— start Provided material —

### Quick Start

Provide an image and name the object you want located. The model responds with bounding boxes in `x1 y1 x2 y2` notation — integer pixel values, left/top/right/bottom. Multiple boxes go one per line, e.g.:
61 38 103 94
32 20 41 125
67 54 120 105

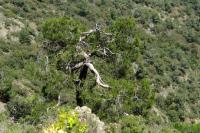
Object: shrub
19 26 33 44
43 109 87 133
120 115 145 133
42 18 82 46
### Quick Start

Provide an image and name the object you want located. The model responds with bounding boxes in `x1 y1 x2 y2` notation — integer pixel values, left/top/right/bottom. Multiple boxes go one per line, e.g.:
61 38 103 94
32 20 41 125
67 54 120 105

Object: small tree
42 18 83 51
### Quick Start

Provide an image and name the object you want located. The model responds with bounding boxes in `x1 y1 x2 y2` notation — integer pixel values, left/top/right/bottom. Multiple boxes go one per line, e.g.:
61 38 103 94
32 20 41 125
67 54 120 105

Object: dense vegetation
0 0 200 133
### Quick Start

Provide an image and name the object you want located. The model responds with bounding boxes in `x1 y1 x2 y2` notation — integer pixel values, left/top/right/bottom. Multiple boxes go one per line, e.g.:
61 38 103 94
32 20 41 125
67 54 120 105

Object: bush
43 109 87 133
42 18 83 46
120 115 145 133
19 26 33 44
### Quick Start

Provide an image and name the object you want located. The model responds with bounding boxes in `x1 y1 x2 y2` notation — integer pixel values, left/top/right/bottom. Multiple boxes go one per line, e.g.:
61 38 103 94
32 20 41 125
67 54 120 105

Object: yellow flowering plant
43 110 87 133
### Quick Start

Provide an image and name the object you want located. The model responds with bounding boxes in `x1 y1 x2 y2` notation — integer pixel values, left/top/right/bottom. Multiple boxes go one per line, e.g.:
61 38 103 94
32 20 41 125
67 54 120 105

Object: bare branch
85 63 109 88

— end Provided material —

- What the task requires: Recast the lines above as a Markdown table with two columns, "Row" for the row number and "Line" for the line itself. Skip blank lines and leave the pictures out.

- Full answer:
| Row | Line |
|---|---|
| 1 | ### Quick Start |
| 2 | Provide an image and name the object you want located. The model responds with bounding boxes in `x1 y1 x2 y2` notation — integer pixel values, left/top/right/bottom. Multiple boxes go one per line, e.g.: |
| 3 | 61 38 103 94 |
| 4 | 32 20 41 125 |
| 5 | 67 54 120 105 |
| 6 | Object: shrub |
| 7 | 19 26 33 44 |
| 8 | 43 109 87 133 |
| 9 | 120 115 145 133 |
| 10 | 42 18 82 46 |
| 11 | ### Quick Start |
| 12 | Provide an image and name the object you want located. The model responds with bounding boxes in `x1 y1 x2 y2` notation — integer pixel values, left/top/right/bottom. Multiple boxes go one per line, e.g.: |
| 13 | 61 38 103 94 |
| 14 | 32 20 41 125 |
| 15 | 67 54 120 105 |
| 16 | Object: small tree |
| 17 | 42 18 83 51 |
| 18 | ### Quick Start |
| 19 | Provide an image and name the object you want located. The model responds with bounding boxes in `x1 y1 x2 y2` notation — integer pixel values, left/top/right/bottom. Multiple boxes go one per line, e.g.: |
| 20 | 61 38 103 94 |
| 21 | 32 20 41 125 |
| 22 | 67 54 120 105 |
| 23 | Object: dense vegetation |
| 24 | 0 0 200 133 |
| 25 | ### Quick Start |
| 26 | Provide an image and name the object you want located. The model responds with bounding boxes in `x1 y1 x2 y2` notation — integer pixel values, left/top/right/bottom. Multiple boxes go one per line, e.g.: |
| 27 | 61 38 103 94 |
| 28 | 32 20 41 125 |
| 29 | 67 54 120 105 |
| 30 | Object: bush |
| 31 | 43 109 87 133 |
| 32 | 42 18 83 46 |
| 33 | 120 115 145 133 |
| 34 | 19 26 33 44 |
| 35 | ### Quick Start |
| 36 | Provide an image and name the object you want located. The model responds with bounding boxes in `x1 y1 x2 y2` notation — integer pixel values, left/top/right/bottom. Multiple boxes go one per line, e.g.: |
| 37 | 61 38 103 94 |
| 38 | 32 20 41 125 |
| 39 | 67 54 120 105 |
| 40 | Object: yellow flowering plant |
| 41 | 43 110 87 133 |
| 42 | ### Quick Start |
| 43 | Provide an image and name the object you want located. The model responds with bounding boxes in `x1 y1 x2 y2` notation — integer pixel values, left/top/right/bottom. Multiple boxes go one per line, e.g.: |
| 44 | 61 38 103 94 |
| 45 | 32 20 41 125 |
| 46 | 67 54 120 105 |
| 47 | Object: bare branch |
| 48 | 85 63 109 88 |